#### [Text for analysis]
◆ ◆ ◆
This year, audiences turned many of those so-called rules on their heads.
Superheroes have long been seen as the most reliable way to fill seats. But characters like Captain Marvel, the Flash, Ant-Man, Shazam and Blue Beetle failed to excite moviegoers. Over the weekend, “Aquaman and the Lost Kingdom,” which cost more than $200 million to make and tens of millions more to market, arrived to a disastrous $28 million in ticket sales in the United States and Canada. Overseas moviegoers chipped in another $80 million.
In the meantime, the biggest movie of the year at the box office, “Barbie,” with $1.44 billion in worldwide ticket sales, was directed by a woman, based on a very female toy and spray-painted pink — ingredients that most studios have long seen as limiting audience appeal. An old movie-industry maxim holds that women will go to a “guy” movie but not vice versa.
◆ ◆ ◆
#### [Records supplied]
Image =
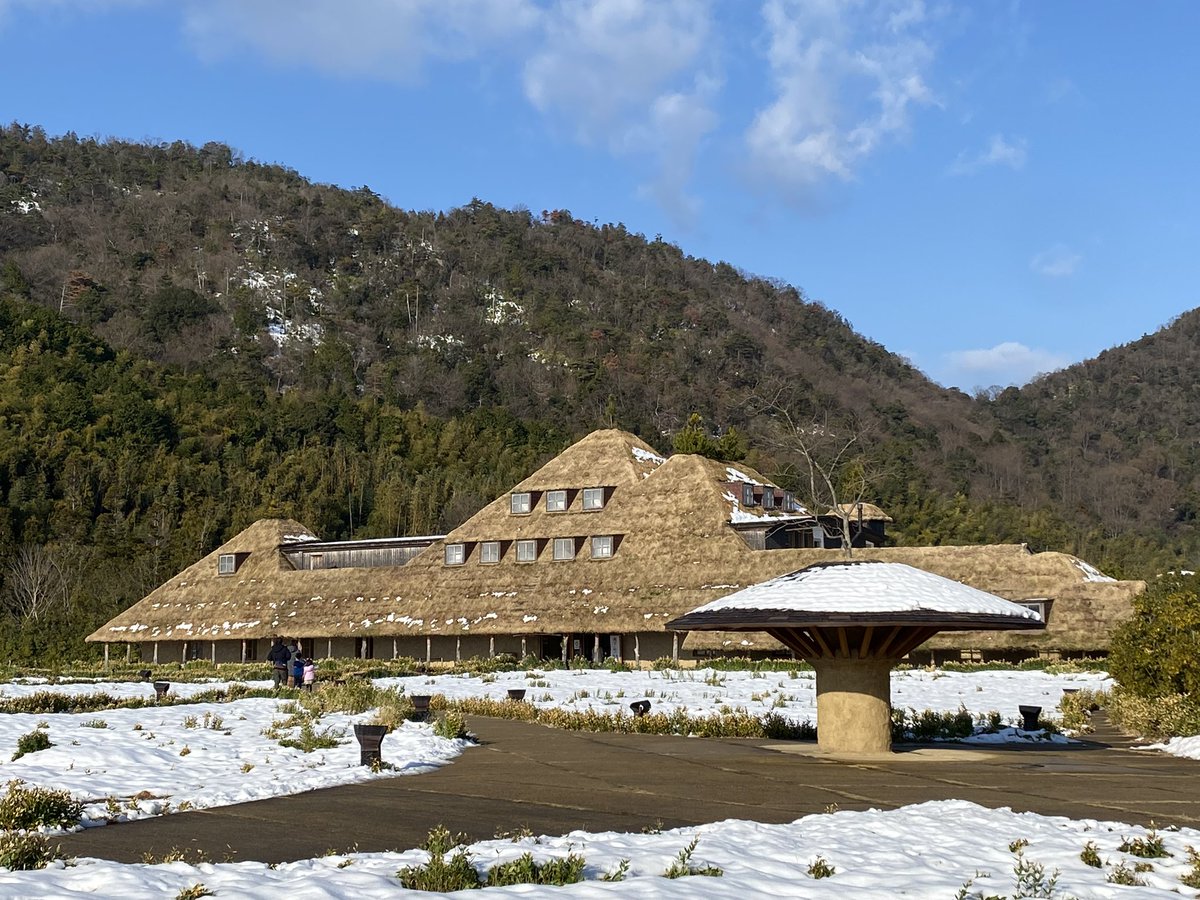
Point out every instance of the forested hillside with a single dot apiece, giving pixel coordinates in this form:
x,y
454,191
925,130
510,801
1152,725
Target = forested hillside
x,y
190,341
◆ ◆ ◆
#### [Tasks for this exercise]
**1.** Copy the box office passage word for word, from "In the meantime, the" to "not vice versa.".
**2.** According to the box office passage, how much did "Barbie" take in from worldwide ticket sales?
The items play no part in the tasks that concern the box office passage.

#### [Solved tasks]
**1.**
In the meantime, the biggest movie of the year at the box office, “Barbie,” with $1.44 billion in worldwide ticket sales, was directed by a woman, based on a very female toy and spray-painted pink — ingredients that most studios have long seen as limiting audience appeal. An old movie-industry maxim holds that women will go to a “guy” movie but not vice versa.

**2.** $1.44 billion